Saved entries
::::::::::
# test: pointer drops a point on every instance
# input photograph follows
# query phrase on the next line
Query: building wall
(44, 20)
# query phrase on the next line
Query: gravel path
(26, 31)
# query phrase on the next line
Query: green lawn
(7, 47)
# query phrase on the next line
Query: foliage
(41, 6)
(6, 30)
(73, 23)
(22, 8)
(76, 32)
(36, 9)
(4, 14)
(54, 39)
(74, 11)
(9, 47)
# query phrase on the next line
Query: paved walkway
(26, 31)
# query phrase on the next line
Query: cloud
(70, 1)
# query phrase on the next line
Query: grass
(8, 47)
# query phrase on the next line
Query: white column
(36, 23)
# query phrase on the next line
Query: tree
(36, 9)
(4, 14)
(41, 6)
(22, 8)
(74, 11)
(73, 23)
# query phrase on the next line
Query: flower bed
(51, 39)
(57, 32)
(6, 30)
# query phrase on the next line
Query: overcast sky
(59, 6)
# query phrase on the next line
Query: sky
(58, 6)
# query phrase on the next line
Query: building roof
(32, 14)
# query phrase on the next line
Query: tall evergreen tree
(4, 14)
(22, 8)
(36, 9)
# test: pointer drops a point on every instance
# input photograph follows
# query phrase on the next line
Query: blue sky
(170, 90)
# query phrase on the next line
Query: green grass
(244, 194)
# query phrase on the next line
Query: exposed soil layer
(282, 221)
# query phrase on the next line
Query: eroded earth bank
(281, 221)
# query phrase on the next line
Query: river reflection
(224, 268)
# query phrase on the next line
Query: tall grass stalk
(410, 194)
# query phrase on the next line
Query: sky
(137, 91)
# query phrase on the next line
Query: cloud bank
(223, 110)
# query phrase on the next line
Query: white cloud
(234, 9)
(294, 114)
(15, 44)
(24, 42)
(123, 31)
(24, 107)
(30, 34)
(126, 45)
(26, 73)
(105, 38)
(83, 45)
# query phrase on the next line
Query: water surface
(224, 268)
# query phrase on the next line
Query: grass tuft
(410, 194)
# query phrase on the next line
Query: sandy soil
::::::::::
**About this task**
Starting at the line that contains "Query: white cloud", transcribe every line through the last line of the entries above, exactly, and nothing else.

**Exercise answer**
Query: white cloud
(234, 9)
(294, 114)
(15, 44)
(24, 42)
(123, 31)
(24, 107)
(30, 34)
(126, 45)
(26, 73)
(105, 38)
(83, 45)
# query phrase on the next line
Query: water surface
(224, 268)
# query phrase on the next line
Query: grass tuft
(410, 194)
# query phrase on the next line
Query: sandy soil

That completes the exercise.